[Some material]
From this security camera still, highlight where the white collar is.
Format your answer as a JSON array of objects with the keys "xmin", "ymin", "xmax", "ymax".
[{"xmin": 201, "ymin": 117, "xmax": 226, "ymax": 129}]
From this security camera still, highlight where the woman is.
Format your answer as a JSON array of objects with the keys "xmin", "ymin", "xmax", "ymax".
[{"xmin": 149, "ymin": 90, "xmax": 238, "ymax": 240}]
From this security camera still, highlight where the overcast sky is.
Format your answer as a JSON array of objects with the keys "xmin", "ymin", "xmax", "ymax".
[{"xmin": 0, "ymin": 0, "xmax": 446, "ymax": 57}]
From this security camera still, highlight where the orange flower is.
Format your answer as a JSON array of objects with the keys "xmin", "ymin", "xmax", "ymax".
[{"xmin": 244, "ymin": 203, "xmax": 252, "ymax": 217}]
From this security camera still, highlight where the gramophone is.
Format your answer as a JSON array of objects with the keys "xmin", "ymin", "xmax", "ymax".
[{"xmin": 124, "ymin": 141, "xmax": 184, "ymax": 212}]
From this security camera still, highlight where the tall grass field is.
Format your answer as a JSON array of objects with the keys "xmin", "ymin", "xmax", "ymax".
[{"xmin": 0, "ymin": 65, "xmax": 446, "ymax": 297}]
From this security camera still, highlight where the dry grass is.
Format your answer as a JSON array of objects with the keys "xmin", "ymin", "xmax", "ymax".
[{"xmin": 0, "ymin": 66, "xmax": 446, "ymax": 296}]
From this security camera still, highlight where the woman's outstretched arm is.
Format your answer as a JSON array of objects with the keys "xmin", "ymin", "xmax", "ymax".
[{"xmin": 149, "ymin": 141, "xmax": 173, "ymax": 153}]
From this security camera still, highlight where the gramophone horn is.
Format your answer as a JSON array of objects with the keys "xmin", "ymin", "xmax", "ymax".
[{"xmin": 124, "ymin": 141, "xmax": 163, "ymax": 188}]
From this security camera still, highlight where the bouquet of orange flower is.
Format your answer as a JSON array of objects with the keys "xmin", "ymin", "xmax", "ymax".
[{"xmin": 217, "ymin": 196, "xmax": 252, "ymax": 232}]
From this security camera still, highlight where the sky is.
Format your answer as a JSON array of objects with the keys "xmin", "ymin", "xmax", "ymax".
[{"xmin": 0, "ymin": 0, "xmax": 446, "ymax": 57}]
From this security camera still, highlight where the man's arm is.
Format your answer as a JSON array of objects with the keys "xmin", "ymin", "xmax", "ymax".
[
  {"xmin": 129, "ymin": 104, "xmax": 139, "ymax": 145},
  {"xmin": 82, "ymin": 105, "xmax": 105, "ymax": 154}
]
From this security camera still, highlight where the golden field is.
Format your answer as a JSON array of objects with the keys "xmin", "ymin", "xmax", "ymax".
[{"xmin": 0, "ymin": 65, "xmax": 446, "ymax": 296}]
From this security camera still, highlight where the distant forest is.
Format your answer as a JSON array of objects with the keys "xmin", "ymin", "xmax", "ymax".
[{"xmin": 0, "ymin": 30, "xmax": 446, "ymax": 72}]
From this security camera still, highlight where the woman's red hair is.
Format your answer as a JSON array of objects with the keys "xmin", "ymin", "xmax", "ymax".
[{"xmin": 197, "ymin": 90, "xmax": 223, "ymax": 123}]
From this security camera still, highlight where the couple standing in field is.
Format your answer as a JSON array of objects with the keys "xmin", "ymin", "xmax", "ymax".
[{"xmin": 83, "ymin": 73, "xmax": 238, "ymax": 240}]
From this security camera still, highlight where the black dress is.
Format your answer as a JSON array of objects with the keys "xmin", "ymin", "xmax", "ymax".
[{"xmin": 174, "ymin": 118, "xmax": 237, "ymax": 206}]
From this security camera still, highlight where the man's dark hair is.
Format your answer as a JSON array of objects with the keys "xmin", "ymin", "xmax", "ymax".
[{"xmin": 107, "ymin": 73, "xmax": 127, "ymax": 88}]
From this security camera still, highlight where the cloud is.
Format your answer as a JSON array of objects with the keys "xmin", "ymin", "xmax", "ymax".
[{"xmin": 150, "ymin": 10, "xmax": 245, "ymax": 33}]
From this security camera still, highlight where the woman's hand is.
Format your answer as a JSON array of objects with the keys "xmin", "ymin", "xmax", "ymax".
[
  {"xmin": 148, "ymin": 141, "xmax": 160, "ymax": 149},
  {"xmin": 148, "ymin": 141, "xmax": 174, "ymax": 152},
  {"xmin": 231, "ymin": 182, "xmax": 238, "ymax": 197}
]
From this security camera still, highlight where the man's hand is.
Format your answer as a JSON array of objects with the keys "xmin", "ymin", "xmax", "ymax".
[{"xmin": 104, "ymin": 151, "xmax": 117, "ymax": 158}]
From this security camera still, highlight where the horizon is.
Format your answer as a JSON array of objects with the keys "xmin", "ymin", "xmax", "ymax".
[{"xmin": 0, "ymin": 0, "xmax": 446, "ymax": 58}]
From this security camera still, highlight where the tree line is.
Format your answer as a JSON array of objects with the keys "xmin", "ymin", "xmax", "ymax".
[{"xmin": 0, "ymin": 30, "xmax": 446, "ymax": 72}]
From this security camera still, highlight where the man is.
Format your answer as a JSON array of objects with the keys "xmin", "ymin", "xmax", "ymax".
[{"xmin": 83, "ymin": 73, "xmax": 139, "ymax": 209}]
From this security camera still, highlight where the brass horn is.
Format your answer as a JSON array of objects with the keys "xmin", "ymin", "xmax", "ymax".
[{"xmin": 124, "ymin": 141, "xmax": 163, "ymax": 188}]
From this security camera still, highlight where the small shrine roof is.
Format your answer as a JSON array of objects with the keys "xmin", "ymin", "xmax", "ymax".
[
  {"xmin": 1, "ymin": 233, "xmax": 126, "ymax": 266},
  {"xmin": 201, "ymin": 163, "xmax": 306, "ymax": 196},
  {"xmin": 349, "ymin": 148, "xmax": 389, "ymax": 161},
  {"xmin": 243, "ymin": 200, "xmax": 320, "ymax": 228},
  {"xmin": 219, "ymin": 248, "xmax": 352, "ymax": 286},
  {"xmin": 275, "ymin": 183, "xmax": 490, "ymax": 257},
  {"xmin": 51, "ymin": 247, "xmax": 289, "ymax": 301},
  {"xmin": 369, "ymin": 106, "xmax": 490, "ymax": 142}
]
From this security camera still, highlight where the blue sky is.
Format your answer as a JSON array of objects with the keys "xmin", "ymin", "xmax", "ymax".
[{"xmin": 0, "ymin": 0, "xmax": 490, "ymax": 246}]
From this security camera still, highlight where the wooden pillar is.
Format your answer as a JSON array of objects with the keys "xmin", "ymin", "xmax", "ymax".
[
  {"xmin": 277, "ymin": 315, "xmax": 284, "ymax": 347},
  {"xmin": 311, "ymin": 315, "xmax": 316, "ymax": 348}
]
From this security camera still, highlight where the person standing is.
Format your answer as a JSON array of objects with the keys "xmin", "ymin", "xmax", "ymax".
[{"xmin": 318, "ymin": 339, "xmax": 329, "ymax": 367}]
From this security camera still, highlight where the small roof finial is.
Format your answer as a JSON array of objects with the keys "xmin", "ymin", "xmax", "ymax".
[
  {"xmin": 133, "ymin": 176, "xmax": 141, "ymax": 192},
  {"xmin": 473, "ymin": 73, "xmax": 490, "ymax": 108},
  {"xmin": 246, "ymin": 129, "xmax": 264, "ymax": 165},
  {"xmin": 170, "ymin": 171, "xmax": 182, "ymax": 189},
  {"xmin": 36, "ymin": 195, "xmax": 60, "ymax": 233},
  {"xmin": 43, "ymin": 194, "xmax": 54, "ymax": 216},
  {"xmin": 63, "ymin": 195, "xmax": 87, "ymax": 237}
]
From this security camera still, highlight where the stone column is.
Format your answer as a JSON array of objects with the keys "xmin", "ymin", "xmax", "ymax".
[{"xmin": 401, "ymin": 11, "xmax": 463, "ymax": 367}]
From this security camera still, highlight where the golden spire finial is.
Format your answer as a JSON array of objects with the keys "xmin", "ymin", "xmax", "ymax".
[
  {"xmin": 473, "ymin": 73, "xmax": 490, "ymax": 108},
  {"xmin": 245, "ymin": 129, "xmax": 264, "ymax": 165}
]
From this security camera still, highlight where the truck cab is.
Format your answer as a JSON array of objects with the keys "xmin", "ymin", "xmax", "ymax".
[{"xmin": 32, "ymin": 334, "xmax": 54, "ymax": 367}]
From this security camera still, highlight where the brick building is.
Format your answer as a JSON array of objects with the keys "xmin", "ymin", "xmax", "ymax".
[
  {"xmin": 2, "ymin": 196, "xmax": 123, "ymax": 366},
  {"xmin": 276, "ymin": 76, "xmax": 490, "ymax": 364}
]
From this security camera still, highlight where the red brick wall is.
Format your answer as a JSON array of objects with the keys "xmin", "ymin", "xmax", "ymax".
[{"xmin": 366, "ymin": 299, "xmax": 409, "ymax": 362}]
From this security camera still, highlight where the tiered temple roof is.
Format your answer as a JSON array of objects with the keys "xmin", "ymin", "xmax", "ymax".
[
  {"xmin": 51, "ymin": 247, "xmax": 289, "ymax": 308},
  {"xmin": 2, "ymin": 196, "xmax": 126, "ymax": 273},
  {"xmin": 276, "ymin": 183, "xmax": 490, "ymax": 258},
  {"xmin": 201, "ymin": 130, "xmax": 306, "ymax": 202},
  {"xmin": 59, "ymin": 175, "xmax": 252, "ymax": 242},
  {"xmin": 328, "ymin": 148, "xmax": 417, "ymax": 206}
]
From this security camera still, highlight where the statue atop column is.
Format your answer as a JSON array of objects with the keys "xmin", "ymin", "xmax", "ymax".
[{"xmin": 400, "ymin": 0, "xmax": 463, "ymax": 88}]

- [Exercise prompt] How many lines of the material above contain the word "woman"? Case counts; give only the number.

- [Exercise solution] 4